• Task instructions: The answer must be an exact copy of the lines from the one holding "Pretty please, detect the running" through the final line of the entries, and nothing else.

[Referring expression grounding data]
- - -

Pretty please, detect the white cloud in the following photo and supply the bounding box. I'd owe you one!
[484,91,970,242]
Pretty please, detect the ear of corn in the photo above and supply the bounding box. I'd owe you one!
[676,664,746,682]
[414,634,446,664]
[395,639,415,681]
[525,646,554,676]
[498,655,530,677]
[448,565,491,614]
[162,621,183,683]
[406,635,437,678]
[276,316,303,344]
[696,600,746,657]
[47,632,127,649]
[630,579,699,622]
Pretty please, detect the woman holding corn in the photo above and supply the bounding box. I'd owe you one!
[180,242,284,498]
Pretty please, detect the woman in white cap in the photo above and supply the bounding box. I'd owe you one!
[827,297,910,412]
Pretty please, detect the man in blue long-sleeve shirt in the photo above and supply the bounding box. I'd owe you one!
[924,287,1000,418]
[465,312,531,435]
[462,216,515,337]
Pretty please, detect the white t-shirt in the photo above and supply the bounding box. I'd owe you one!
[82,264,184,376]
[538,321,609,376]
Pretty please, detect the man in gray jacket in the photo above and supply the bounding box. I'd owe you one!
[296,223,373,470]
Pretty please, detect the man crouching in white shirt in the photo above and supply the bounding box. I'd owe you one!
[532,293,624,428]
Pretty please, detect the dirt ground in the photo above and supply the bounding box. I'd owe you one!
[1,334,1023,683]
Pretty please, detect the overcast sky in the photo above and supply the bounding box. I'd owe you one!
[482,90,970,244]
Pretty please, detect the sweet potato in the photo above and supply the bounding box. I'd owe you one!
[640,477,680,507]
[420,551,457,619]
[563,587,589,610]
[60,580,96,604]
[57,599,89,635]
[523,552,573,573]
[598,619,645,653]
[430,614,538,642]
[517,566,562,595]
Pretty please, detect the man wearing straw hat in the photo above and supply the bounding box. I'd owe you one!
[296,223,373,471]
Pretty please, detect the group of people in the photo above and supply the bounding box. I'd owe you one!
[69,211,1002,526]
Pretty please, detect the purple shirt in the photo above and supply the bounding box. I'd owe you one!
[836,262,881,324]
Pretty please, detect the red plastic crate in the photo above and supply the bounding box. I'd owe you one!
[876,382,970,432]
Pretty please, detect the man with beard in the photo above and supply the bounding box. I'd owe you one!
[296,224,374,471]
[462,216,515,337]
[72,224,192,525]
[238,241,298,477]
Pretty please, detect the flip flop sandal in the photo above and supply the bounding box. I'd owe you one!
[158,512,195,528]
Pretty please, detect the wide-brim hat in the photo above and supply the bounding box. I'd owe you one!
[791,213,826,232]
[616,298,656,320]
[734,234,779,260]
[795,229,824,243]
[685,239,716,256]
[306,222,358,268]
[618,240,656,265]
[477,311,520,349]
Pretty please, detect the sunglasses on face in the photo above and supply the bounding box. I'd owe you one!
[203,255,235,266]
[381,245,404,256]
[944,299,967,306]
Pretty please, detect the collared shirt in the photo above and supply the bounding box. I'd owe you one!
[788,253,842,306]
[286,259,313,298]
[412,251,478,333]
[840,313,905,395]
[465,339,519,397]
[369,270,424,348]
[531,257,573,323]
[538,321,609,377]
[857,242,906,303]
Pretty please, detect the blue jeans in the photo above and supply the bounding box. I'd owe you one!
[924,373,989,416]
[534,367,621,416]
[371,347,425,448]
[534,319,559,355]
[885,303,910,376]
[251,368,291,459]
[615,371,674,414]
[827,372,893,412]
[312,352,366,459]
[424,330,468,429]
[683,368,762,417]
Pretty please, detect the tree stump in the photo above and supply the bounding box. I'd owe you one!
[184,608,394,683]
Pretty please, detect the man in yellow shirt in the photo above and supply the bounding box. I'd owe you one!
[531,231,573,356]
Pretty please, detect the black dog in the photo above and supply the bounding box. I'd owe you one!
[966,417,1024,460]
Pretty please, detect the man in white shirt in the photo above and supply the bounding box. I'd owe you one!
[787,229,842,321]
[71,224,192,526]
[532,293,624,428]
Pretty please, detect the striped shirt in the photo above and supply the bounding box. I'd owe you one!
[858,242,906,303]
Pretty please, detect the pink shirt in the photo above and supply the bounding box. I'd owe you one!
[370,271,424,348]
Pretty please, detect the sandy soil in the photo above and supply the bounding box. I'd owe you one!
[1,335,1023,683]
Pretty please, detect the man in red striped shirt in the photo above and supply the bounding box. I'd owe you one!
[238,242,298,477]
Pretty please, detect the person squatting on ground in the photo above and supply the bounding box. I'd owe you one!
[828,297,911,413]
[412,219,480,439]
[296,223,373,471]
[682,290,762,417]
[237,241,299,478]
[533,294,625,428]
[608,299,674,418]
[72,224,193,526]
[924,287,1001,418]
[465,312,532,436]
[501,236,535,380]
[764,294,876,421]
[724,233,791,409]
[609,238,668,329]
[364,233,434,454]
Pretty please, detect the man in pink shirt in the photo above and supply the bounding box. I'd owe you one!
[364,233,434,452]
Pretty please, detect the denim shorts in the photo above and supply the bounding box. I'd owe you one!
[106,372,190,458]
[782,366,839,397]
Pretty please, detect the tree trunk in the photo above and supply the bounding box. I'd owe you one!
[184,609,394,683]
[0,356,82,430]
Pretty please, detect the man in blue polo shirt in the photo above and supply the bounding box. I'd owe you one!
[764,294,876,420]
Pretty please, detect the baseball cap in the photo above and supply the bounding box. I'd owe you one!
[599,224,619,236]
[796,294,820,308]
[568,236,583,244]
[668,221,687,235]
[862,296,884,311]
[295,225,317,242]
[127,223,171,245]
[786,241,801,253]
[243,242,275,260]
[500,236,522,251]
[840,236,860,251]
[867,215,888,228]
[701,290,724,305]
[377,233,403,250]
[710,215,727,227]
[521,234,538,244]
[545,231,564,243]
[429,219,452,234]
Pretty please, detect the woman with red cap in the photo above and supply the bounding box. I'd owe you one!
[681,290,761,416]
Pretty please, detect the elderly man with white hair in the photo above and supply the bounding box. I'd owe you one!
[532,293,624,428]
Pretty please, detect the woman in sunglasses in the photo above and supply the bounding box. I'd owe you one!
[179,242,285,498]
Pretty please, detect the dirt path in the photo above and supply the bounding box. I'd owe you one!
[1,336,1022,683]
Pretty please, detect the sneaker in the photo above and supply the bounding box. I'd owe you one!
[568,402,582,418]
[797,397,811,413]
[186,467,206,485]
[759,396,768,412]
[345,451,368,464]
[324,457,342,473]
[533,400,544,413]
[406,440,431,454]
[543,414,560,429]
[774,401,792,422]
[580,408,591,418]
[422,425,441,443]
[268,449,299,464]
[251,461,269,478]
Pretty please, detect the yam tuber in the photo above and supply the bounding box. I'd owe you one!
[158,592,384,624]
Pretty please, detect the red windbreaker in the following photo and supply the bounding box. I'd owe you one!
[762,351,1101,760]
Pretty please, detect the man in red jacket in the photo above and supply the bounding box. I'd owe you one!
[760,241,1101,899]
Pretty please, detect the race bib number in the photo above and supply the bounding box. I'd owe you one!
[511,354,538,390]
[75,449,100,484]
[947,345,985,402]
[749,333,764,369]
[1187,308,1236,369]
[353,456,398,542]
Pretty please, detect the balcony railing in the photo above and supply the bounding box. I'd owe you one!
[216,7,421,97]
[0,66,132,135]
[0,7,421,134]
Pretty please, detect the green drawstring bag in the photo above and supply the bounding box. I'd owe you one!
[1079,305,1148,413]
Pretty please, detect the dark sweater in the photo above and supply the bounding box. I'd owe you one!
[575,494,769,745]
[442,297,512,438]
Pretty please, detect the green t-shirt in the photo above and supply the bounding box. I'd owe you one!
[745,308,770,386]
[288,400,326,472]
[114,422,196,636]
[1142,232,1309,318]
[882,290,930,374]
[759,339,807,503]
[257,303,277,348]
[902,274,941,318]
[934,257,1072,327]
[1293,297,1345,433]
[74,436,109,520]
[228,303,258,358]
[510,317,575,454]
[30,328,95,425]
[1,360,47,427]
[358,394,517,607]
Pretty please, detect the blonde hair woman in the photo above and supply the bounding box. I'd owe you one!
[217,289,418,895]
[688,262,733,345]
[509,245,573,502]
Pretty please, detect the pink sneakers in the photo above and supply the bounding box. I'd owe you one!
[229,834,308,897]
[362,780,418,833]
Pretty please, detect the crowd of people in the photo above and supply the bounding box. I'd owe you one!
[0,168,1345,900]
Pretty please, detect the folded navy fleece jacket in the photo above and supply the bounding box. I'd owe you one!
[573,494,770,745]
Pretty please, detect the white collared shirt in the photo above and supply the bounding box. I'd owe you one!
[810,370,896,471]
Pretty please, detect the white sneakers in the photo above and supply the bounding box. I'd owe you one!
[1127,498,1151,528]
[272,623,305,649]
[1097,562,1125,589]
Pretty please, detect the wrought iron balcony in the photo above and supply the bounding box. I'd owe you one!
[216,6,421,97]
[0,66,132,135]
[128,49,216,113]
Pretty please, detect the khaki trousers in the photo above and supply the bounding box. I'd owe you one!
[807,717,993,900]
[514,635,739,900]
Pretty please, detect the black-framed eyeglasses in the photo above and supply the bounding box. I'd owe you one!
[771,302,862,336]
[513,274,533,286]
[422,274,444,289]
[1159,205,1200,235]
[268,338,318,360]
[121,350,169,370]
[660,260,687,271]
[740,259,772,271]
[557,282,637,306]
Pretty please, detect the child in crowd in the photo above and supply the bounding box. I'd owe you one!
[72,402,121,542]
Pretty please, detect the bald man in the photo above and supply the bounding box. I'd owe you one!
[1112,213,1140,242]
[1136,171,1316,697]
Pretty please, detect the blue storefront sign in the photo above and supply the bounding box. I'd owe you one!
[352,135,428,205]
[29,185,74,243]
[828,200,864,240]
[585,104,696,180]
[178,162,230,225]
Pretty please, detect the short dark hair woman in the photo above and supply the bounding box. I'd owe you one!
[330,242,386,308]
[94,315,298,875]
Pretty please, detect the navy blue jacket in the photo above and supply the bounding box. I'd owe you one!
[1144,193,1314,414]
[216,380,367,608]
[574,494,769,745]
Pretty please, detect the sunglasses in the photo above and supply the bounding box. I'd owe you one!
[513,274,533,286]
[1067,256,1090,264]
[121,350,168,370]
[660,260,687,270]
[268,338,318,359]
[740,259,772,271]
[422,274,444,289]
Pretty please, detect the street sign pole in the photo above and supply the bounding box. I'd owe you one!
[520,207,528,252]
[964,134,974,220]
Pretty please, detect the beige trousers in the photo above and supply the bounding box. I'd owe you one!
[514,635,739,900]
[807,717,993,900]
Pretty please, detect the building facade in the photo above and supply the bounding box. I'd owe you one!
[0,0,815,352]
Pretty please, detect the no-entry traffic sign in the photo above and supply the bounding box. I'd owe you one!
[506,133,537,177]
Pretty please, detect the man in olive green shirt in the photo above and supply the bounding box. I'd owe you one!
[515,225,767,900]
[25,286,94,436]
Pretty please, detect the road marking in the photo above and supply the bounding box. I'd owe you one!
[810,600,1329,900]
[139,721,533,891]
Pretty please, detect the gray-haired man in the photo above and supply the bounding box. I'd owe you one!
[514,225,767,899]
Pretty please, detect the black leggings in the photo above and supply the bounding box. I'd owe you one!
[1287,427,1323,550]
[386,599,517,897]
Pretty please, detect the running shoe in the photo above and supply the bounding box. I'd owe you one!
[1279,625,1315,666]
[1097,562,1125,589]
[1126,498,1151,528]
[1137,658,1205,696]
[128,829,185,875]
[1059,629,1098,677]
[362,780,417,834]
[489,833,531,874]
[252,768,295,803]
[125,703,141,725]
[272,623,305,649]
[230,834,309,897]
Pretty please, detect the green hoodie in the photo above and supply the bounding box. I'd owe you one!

- - -

• Exercise result:
Pretty please, detect the running shoe in the photo above and supply the bounding box. I'd owe you one!
[1279,625,1315,666]
[1097,562,1125,589]
[1126,498,1151,528]
[1137,658,1205,696]
[128,829,185,875]
[1059,629,1098,677]
[362,780,417,834]
[489,833,531,874]
[252,768,295,803]
[125,703,141,725]
[272,623,305,649]
[230,834,309,897]
Pretty please, detect the green hoodie in the photo above and supply the bounding box. I'd owe you one!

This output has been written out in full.